TEXT SEGMENT start

In Arizona, Latino communities are preparing for acts of mass protest and civil disobedience ahead of Monday’s Supreme Court ruling on the controversial immigration law SB1070. Should the law go unchallenged, police will be allowed the power to investigate the immigration status of any person they may have “reasonable suspicion” of being undocumented.
“No one, from the governor down, has provided any guidance on what constitutes ‘reasonable suspicion’,” said Allesandra Soler Meetze, ACLU’s director in Arizona. In the absence of proper training, she added, “police officers will rely on their own prejudices and go by how people look and speak. That will push law enforcement into racial profiling.”
As the Supreme Court ruling on the law is expected by Monday, civil rights advocates and groups have begun working with communities across the state. One of the planned actions will be for a mass refusal to carry papers even if one is a full US citizens. The idea “would be for as many as possible of the more than 1 million Latinos living in Arizona with full citizenship rights to refuse to carry papers with them as they went about their business. If they were stopped because they looked Hispanic or spoke Spanish, the police would be duty bound to arrest them and explore their immigration status, which if replicated thousands of times would snarl up the system to such a degree that the new provision would become unworkable,” reports the Guardian/UK.

TEXT SEGMENT end
EXTRACTED MATERIAL start

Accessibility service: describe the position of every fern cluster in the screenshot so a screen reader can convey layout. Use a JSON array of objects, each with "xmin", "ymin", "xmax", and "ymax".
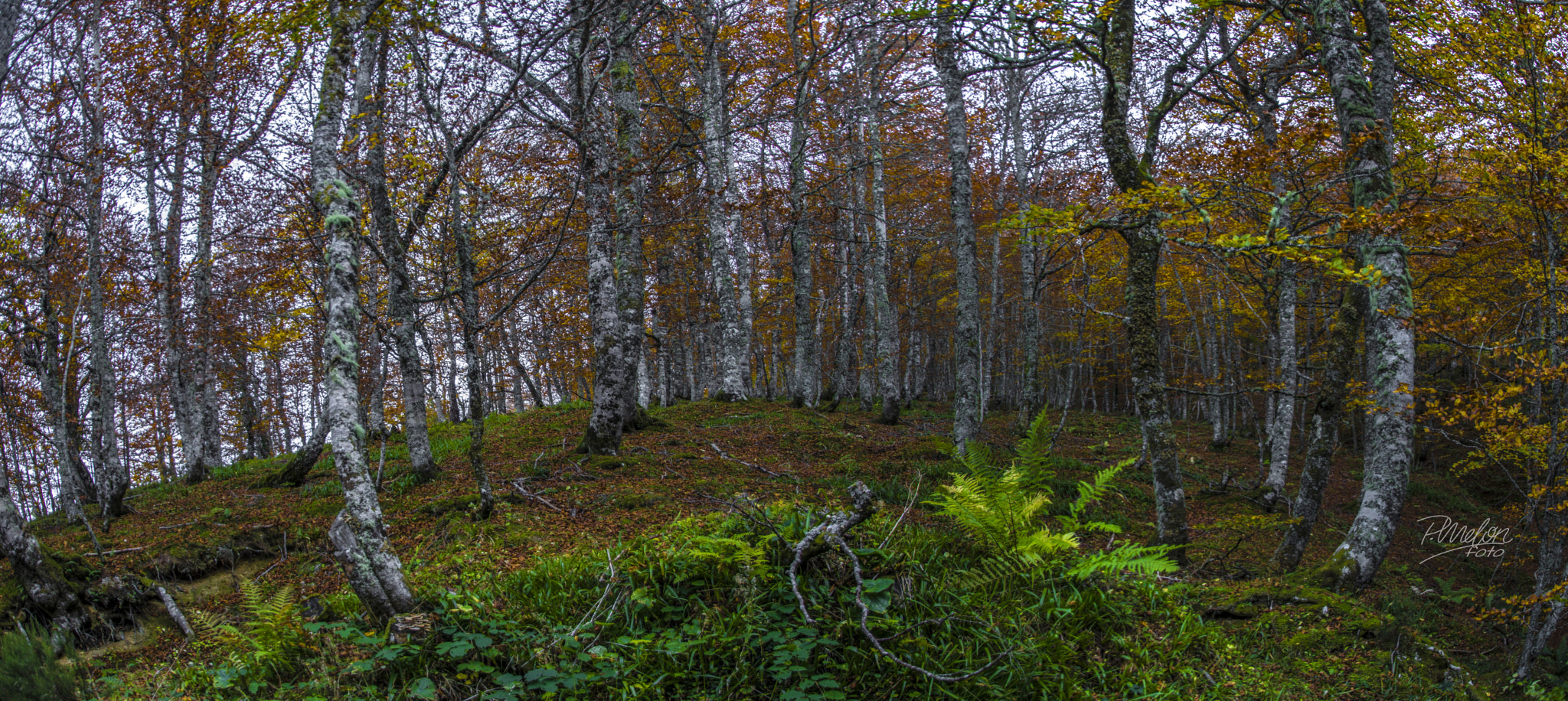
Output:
[
  {"xmin": 190, "ymin": 579, "xmax": 311, "ymax": 689},
  {"xmin": 929, "ymin": 412, "xmax": 1176, "ymax": 588}
]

EXTRACTED MATERIAL end

- INSTRUCTIONS -
(a) In the text on Arizona's SB1070, what position does Allesandra Soler Meetze hold?
(b) Set down the passage of the SB1070 text between "As the Supreme" and "reports the Guardian/UK.", inclusive, unchanged.

- OUTPUTS BY TASK -
(a) She is the ACLU's director in Arizona.

(b)
As the Supreme Court ruling on the law is expected by Monday, civil rights advocates and groups have begun working with communities across the state. One of the planned actions will be for a mass refusal to carry papers even if one is a full US citizens. The idea “would be for as many as possible of the more than 1 million Latinos living in Arizona with full citizenship rights to refuse to carry papers with them as they went about their business. If they were stopped because they looked Hispanic or spoke Spanish, the police would be duty bound to arrest them and explore their immigration status, which if replicated thousands of times would snarl up the system to such a degree that the new provision would become unworkable,” reports the Guardian/UK.